> _SECCIÓN DEL DOCUMENTO_:
==================================================

# Como hacer macro de funcion si anidada



## galileockx (Feb 10, 2008)

Estimados Expertos, es mi primera pregunta, apenas estoy iniciando el auto-aprendizaje de macros, y tengo dias tratando de convertir una funcion SI anidada en macros, la situacion es que tengo muchos registros y el exceso de formulas vuelve lenta la maquina, asi que tengo que  aplicar a la "columna G" la funcion SI anidada con inclusion de funcion Izquierda, y buscar V en otra columna, o en otra hoja un rango llamado rifs. 
La funcion en cuestion es
=SI(IZQUIERDA(F2;1)="J";"C";SI(IZQUIERDA(F2;1)="g";"C";(SI(ESERROR(BUSCARV(F2;rifs;1;FALSO));"NC";"C"))))

==================================================

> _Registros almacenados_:
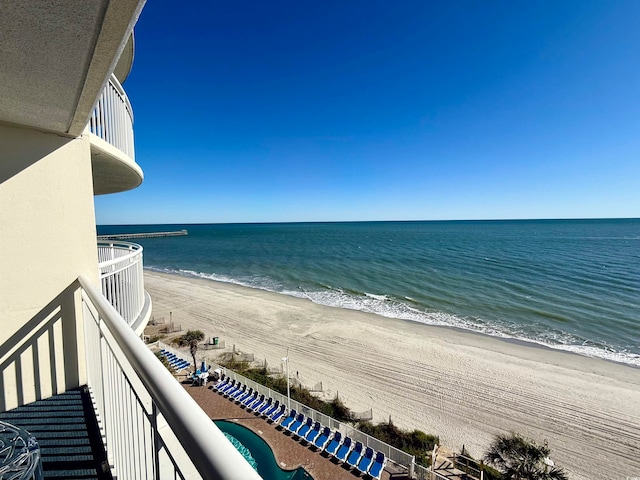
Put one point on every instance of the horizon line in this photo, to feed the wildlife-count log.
(372, 221)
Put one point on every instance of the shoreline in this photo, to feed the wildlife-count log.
(507, 339)
(463, 386)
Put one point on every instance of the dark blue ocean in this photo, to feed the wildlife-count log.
(567, 284)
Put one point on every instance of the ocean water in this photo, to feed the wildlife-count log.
(567, 284)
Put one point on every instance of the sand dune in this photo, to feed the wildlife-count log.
(461, 386)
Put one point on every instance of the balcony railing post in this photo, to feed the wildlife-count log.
(121, 274)
(112, 118)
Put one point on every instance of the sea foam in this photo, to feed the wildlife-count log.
(387, 306)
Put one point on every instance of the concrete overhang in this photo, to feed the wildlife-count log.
(56, 57)
(113, 171)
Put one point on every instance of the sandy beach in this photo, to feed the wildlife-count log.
(461, 386)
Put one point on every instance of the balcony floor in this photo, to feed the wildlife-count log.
(67, 432)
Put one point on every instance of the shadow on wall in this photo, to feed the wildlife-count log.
(41, 358)
(21, 147)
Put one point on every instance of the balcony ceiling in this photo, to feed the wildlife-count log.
(56, 57)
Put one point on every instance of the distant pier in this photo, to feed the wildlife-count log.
(132, 236)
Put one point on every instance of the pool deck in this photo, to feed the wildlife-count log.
(289, 453)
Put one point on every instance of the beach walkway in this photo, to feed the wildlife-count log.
(290, 454)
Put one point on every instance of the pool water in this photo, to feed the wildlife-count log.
(259, 453)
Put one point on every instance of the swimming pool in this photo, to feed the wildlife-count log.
(267, 466)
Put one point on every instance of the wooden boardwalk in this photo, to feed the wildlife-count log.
(290, 453)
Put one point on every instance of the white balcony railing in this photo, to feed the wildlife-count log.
(151, 427)
(122, 280)
(112, 118)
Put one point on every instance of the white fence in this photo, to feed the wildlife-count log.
(395, 455)
(151, 427)
(122, 279)
(112, 118)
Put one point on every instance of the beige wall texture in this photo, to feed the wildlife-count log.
(47, 239)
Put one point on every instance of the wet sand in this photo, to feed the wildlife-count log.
(461, 386)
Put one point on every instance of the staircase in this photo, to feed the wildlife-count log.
(67, 432)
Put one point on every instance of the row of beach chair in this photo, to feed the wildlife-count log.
(343, 449)
(176, 362)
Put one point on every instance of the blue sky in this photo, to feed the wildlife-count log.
(378, 110)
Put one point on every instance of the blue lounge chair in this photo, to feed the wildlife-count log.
(222, 383)
(241, 397)
(304, 429)
(344, 449)
(231, 388)
(250, 399)
(334, 444)
(365, 462)
(313, 433)
(256, 403)
(289, 420)
(355, 455)
(269, 411)
(236, 391)
(265, 406)
(322, 438)
(293, 427)
(278, 414)
(378, 466)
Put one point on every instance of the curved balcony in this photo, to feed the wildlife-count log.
(110, 131)
(122, 281)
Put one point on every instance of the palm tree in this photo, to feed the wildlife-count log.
(191, 339)
(521, 459)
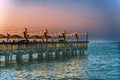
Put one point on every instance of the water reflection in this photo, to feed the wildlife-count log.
(53, 69)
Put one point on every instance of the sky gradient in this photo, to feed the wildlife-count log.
(101, 18)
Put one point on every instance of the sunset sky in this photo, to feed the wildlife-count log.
(101, 18)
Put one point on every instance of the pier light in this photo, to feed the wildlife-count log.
(76, 35)
(86, 34)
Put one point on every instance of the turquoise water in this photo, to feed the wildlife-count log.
(100, 62)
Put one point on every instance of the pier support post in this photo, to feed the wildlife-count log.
(6, 59)
(19, 57)
(30, 56)
(40, 56)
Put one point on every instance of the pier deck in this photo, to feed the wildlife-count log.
(42, 49)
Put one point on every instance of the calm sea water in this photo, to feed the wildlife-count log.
(100, 62)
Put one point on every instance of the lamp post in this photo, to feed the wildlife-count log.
(64, 35)
(45, 34)
(26, 35)
(76, 35)
(86, 33)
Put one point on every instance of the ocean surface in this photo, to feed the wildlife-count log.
(101, 61)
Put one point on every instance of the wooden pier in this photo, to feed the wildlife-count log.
(44, 50)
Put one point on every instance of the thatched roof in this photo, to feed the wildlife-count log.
(2, 36)
(15, 36)
(35, 37)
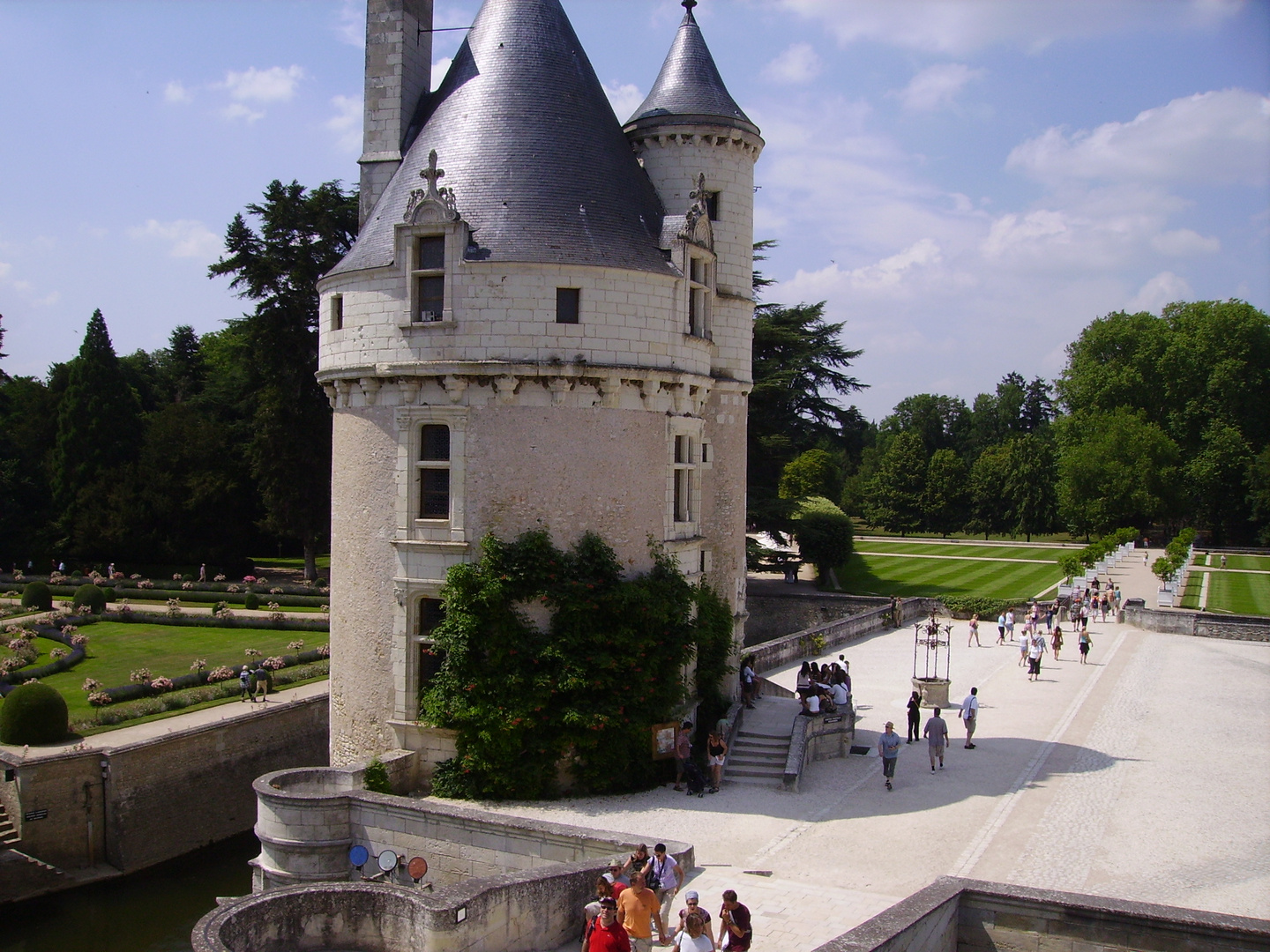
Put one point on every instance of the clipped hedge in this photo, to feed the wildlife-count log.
(34, 714)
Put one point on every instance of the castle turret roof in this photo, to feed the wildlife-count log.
(689, 86)
(531, 149)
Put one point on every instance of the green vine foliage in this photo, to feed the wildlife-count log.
(586, 689)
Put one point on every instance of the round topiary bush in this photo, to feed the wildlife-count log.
(34, 714)
(37, 596)
(92, 598)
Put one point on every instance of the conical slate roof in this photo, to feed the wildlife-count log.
(530, 145)
(690, 86)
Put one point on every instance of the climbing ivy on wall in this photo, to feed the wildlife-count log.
(587, 688)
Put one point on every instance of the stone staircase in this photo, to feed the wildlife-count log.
(758, 756)
(8, 834)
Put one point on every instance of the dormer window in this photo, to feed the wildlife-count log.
(430, 279)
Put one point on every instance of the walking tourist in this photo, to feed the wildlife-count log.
(937, 734)
(683, 752)
(970, 716)
(1035, 649)
(691, 937)
(716, 752)
(915, 718)
(692, 905)
(888, 747)
(667, 877)
(735, 926)
(639, 911)
(606, 933)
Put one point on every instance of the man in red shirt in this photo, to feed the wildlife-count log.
(606, 933)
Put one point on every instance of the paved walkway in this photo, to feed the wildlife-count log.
(1140, 775)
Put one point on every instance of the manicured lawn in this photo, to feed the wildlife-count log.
(1238, 593)
(961, 550)
(116, 649)
(888, 576)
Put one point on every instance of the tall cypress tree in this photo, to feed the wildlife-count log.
(97, 420)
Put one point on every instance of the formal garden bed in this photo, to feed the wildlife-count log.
(118, 668)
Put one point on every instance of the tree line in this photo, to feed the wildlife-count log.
(1154, 421)
(204, 450)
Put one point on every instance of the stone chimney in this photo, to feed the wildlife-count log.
(398, 75)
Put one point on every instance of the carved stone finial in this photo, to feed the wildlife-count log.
(432, 204)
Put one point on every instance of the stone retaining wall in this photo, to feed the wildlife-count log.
(972, 915)
(1206, 625)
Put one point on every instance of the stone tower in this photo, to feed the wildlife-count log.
(544, 323)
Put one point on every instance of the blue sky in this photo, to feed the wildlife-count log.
(966, 184)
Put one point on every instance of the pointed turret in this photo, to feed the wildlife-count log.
(689, 86)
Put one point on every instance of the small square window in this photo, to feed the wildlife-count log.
(568, 305)
(432, 253)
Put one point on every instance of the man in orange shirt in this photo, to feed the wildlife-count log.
(638, 908)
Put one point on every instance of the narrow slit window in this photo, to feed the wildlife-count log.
(568, 305)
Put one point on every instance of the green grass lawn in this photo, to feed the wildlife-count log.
(116, 649)
(888, 576)
(961, 550)
(1238, 593)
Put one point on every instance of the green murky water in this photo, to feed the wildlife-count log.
(153, 911)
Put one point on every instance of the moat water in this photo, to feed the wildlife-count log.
(153, 911)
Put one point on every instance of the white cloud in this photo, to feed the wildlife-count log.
(1185, 242)
(438, 71)
(276, 84)
(188, 239)
(625, 98)
(176, 93)
(347, 122)
(796, 65)
(937, 86)
(1221, 136)
(1162, 290)
(968, 26)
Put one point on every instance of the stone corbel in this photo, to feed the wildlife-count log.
(505, 387)
(560, 389)
(343, 389)
(455, 387)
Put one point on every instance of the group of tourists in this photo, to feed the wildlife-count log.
(825, 688)
(638, 895)
(937, 734)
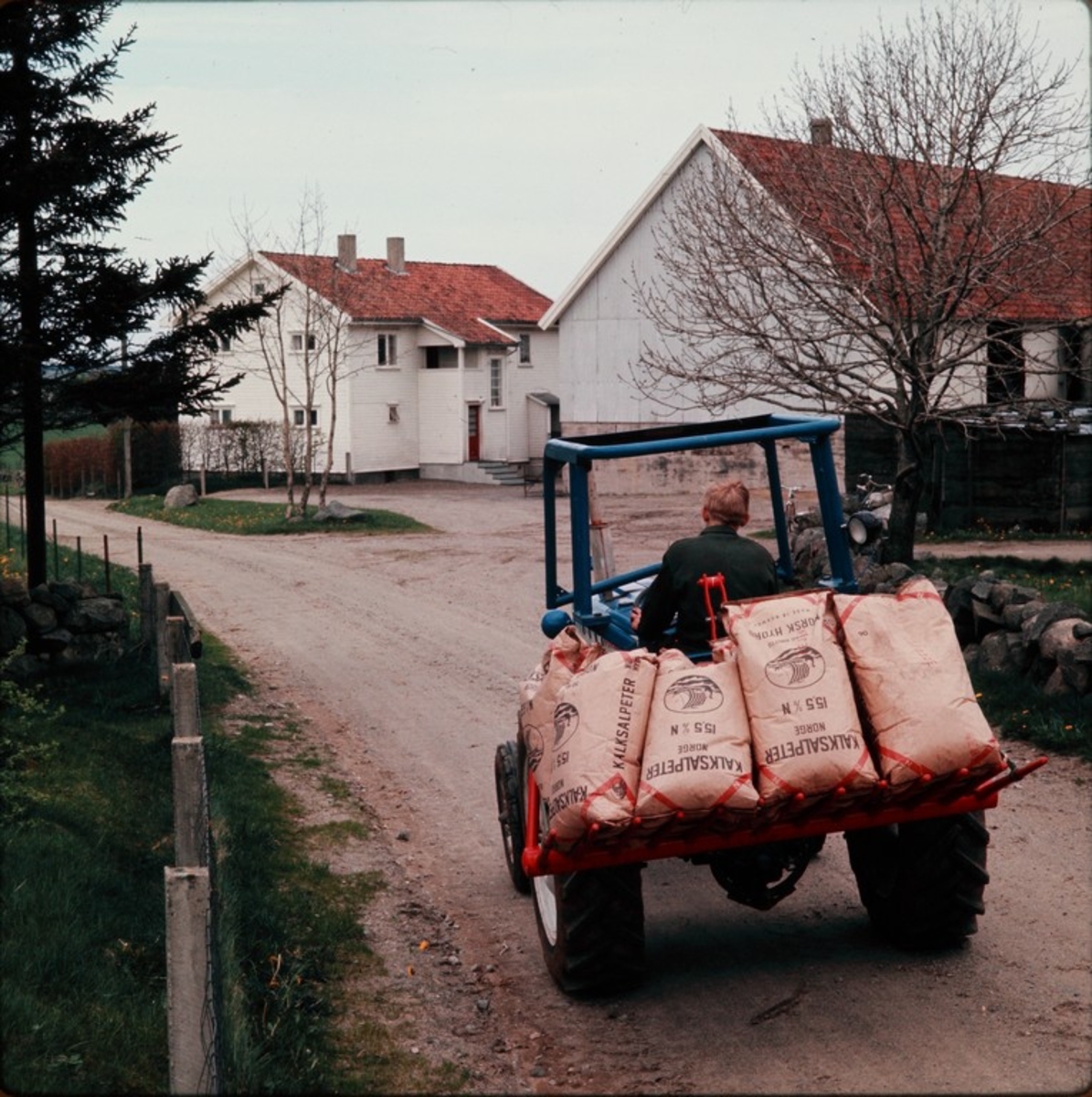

==================================================

> _ACCIONES A REALIZAR_:
1 - Filtra el listado: ¿qué líneas contienen la palabra "ocean"? Cópialas todas y ten en cuenta que las mayúsculas y minúsculas cuentan.
2 - Prolonga la consulta del foro sobre cómo convertir una función SI anidada en macro y empieza justo después de lo último que aparece en ella.

> _RESPUESTAS_:
1 -
Put one point on every instance of the dark blue ocean in this photo, to feed the wildlife-count log.
Put one point on every instance of the ocean water in this photo, to feed the wildlife-count log.
Put one point on every instance of the ocean surface in this photo, to feed the wildlife-count log.

2 -
Agradeceria muchisimo si me pueden orientar como convertirla en Macro que se ejecute automaticamente.
Gracias


----------



## HippoCampus (Feb 10, 2008)

Hi

Do you want the macro to run when you open the workbook or when clicking on a button?

Hippo


----------



## xenou (Feb 10, 2008)

Duplicate:

http://www.mrexcel.com/forum/showthread.php?t=302712


----------



## Greg Truby (Feb 10, 2008)

Pongo llave por la misma razón que puse llave en el otro - para que miembros no dupliquen esfuerzos.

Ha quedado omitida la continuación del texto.